ACTION ITEM:
Answer these questions using the forum post below.
(a) How much does the baby now weigh?
(b) On what date is the pediatric appointment currently set?
(c) What approach did the writer want to try after waiting until six months?

TEXT SHOWN:

__________________________________________________

Get advice and support with infant feeding from other users here.

17wks, bf, failure to thrive - 'Give him solids' ?

168 replies

Pesha · 20/08/2007 15:08

Its me again

I know I wasnt going to get him weighed but with the paed appt I have still been going to give them an accurate picture of his weight, assuming that the hvs would leave me alone as something is being done. I am only going every 2 weeks though.

Ds2 is now 5.2kg so well into the blue at the bottom of the chart (his length is around the 50th line although I know that's never very accurate). HV is going to try and bring my paed appt forwards as its not till 20th sept.

And as he is now 17 weeks today she wants me to try and give him solids. I told her that I thought solids contain less calories and fat than breastmilk but would fill him up more, so he would feed less and it wouldnt help at all. She said that wasn't always the case and it seems like he's not getting enough calories atm. She suggested giving him just a little bit of something after a feed, hardly anything just a taste really she said. Well if it is only 'just a taste' then what's the point in that anyway?

I weaned my other 2 at this age but really wanted to wait till 6 months this time and try BLW. I thought solids at 17 weeks was against recommendations and a Bad Thing. Is it necessary in these circumstances though? Could it help? And if not then how can I argue my case to the hv in 2 weeks time? Or shall I just tell her I tried him but he wouldnt take it?

__________________________________________________

[Items from a data source]
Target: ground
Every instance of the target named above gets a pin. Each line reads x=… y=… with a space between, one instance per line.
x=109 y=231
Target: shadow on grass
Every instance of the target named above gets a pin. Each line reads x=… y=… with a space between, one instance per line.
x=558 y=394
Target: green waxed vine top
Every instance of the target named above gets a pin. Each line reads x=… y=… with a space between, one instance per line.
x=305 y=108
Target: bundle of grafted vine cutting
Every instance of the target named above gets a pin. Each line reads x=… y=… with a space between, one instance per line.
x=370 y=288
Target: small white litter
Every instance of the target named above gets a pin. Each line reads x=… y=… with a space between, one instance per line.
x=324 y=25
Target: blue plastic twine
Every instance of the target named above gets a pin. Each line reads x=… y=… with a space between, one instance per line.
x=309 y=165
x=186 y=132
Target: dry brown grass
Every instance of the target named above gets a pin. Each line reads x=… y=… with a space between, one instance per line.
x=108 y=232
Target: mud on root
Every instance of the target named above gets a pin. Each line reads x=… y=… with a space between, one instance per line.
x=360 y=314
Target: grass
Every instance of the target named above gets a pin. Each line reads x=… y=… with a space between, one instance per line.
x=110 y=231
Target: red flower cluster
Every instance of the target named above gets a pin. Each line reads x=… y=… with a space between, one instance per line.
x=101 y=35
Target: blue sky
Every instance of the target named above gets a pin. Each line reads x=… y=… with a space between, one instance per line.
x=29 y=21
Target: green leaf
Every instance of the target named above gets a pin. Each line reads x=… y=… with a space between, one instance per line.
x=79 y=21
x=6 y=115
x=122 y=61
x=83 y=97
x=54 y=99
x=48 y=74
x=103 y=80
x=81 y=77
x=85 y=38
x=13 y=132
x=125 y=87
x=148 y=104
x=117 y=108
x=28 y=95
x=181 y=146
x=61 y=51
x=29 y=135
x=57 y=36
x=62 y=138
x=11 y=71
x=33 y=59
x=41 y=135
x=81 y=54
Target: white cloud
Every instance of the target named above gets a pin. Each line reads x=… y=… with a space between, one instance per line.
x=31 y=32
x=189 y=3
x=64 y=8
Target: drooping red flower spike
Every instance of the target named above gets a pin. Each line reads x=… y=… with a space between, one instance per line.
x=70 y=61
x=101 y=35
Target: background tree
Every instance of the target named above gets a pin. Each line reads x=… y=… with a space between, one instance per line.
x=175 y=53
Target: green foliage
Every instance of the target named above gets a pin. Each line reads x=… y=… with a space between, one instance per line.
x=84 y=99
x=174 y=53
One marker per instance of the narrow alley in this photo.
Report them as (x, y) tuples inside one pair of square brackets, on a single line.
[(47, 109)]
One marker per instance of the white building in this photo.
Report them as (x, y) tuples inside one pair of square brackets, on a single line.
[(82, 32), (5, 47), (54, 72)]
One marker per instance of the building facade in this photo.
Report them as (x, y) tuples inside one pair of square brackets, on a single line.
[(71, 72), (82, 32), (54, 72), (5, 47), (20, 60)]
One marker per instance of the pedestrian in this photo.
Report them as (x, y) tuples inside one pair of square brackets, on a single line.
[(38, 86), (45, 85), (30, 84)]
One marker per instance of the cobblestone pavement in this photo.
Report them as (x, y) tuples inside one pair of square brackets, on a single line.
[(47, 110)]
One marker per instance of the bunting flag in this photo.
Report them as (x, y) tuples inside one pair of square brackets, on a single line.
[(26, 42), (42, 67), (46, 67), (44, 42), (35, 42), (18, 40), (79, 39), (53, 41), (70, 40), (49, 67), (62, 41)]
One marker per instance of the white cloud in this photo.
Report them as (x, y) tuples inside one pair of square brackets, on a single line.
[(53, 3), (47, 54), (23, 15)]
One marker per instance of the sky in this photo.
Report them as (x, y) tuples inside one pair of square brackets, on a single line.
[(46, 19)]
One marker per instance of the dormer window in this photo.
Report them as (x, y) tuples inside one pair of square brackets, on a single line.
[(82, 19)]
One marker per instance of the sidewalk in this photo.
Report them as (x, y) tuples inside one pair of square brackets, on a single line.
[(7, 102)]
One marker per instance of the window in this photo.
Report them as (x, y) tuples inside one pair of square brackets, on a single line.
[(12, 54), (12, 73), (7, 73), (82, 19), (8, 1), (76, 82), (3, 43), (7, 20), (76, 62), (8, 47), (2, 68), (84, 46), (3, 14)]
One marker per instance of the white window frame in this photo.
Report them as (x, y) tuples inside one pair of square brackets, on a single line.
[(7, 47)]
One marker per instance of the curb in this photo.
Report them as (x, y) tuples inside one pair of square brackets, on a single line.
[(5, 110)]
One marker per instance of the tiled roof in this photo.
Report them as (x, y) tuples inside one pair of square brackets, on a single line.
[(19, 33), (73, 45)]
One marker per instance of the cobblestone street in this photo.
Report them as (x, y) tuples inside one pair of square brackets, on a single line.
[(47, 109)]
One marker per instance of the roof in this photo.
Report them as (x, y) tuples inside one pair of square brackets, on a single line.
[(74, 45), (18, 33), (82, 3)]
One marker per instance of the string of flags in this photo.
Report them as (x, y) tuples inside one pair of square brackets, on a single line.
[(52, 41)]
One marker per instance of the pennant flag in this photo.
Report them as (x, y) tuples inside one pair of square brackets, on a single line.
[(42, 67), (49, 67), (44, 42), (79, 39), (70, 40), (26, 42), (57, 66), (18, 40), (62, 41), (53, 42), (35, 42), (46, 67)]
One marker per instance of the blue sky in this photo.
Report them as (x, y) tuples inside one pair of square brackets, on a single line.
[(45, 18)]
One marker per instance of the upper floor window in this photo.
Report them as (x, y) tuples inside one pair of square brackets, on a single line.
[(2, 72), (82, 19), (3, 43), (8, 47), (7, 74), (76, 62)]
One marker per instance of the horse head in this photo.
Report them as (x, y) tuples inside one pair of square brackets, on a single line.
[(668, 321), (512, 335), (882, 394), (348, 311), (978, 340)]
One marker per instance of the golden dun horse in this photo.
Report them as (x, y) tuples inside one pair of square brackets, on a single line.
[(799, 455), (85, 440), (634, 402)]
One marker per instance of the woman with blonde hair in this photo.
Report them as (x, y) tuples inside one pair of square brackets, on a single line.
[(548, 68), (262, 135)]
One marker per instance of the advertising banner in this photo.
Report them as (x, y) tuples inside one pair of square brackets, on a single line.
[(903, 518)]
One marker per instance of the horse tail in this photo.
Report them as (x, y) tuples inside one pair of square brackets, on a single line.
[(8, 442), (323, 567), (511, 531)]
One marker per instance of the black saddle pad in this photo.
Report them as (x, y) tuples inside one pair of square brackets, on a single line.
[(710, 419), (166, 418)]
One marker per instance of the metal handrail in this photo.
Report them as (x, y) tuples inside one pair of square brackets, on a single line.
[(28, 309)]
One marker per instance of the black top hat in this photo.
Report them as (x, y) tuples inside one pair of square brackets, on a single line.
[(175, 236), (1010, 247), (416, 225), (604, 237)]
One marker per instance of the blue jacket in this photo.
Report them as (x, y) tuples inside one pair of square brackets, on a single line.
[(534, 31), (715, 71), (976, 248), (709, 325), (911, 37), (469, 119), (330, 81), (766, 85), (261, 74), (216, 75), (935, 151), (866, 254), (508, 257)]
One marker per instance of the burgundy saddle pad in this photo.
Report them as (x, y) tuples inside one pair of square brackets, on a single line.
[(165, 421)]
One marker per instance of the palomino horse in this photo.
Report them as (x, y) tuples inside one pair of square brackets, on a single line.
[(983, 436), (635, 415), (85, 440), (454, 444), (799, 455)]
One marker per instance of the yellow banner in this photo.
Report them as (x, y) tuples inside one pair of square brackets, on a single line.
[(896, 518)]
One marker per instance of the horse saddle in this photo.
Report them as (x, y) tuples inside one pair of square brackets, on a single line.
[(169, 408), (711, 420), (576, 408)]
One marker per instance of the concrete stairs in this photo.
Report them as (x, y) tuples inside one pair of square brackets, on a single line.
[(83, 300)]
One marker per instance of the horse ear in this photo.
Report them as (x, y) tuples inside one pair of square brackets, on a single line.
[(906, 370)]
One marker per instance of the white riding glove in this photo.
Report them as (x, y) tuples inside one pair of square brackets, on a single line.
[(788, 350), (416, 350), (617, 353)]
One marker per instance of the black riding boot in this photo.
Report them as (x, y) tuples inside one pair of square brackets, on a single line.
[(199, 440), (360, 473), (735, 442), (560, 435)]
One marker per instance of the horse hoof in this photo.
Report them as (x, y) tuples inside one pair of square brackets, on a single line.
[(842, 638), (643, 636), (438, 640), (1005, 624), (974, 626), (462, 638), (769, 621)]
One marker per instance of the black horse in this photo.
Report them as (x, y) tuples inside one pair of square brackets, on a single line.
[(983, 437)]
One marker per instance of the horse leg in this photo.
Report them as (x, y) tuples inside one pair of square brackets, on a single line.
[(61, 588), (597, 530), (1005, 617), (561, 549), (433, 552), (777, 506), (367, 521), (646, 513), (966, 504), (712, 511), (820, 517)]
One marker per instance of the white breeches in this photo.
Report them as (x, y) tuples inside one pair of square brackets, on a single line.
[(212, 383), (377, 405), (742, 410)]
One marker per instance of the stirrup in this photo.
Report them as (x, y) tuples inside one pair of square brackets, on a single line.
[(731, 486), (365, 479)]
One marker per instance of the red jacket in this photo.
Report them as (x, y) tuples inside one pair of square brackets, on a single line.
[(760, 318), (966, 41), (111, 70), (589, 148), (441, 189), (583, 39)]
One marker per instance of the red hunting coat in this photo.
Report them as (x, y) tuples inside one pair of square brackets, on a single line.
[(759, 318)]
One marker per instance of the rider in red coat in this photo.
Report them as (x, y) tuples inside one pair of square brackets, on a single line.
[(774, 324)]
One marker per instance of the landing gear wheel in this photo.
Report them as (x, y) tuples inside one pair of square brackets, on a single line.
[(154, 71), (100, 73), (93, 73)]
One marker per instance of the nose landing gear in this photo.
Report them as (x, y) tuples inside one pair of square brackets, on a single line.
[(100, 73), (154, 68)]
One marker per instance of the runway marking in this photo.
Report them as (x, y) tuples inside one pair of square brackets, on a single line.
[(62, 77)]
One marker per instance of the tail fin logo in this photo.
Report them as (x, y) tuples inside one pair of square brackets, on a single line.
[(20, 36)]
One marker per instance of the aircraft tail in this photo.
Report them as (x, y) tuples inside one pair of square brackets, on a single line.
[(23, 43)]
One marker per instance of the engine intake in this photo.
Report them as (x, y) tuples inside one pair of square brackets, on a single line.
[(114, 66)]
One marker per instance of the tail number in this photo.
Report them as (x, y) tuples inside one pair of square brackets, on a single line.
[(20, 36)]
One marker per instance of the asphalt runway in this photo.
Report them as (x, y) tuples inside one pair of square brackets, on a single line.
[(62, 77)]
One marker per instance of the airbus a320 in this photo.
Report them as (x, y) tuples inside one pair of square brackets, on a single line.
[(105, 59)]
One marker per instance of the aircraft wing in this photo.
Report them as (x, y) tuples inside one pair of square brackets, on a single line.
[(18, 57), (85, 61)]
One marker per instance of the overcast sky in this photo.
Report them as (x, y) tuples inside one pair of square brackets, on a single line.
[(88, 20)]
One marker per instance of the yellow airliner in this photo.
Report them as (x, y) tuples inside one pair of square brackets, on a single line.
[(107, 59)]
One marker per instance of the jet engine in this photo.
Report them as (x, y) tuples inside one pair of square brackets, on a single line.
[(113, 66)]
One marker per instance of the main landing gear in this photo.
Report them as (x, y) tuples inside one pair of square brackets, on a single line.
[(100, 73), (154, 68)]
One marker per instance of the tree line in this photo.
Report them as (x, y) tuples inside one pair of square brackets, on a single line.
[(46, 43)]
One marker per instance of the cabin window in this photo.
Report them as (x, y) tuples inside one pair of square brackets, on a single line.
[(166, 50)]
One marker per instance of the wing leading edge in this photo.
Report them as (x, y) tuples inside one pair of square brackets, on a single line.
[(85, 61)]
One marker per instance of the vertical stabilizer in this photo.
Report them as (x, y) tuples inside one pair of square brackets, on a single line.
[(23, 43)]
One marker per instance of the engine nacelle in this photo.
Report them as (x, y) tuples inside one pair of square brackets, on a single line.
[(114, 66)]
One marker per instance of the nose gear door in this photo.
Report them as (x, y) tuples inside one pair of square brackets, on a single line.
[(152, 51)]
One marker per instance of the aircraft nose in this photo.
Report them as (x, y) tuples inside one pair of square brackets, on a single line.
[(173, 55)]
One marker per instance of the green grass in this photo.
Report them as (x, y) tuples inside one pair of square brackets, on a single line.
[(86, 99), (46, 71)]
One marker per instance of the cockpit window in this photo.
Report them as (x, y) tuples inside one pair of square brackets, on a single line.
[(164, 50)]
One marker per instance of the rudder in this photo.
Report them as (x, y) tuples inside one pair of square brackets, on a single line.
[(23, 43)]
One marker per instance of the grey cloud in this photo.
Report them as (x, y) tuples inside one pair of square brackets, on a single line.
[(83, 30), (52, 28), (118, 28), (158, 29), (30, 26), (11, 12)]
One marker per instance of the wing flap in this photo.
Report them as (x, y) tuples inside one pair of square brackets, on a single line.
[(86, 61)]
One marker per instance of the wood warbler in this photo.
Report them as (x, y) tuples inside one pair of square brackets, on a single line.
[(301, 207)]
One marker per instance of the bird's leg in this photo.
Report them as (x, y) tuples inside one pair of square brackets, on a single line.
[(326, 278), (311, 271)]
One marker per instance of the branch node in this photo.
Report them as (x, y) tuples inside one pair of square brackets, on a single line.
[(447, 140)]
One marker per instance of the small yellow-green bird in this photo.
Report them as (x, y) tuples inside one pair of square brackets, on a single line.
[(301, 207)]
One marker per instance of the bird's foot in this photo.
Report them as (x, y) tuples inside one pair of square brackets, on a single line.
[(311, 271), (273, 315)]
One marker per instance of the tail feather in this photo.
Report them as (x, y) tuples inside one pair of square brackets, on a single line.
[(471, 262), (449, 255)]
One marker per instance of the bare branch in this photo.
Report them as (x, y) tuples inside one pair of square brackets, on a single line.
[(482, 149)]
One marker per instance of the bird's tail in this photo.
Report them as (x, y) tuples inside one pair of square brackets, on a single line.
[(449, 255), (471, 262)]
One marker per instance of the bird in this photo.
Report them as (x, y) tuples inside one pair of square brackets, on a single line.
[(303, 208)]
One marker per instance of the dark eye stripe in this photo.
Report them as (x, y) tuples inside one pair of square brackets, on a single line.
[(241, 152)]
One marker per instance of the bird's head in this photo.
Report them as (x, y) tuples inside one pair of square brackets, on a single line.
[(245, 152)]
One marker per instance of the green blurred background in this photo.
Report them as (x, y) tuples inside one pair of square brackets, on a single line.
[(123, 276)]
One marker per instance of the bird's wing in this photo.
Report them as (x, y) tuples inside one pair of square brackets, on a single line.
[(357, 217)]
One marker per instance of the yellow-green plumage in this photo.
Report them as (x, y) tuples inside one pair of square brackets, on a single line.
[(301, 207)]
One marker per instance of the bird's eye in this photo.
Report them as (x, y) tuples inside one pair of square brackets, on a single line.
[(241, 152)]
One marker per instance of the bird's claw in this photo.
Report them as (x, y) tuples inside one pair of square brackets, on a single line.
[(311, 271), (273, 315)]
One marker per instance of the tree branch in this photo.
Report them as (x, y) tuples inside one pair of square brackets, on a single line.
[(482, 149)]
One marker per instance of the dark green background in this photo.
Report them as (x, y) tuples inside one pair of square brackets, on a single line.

__________________________________________________

PROBLEM SOLUTION:
(a) 5.2kg
(b) 20th September
(c) BLW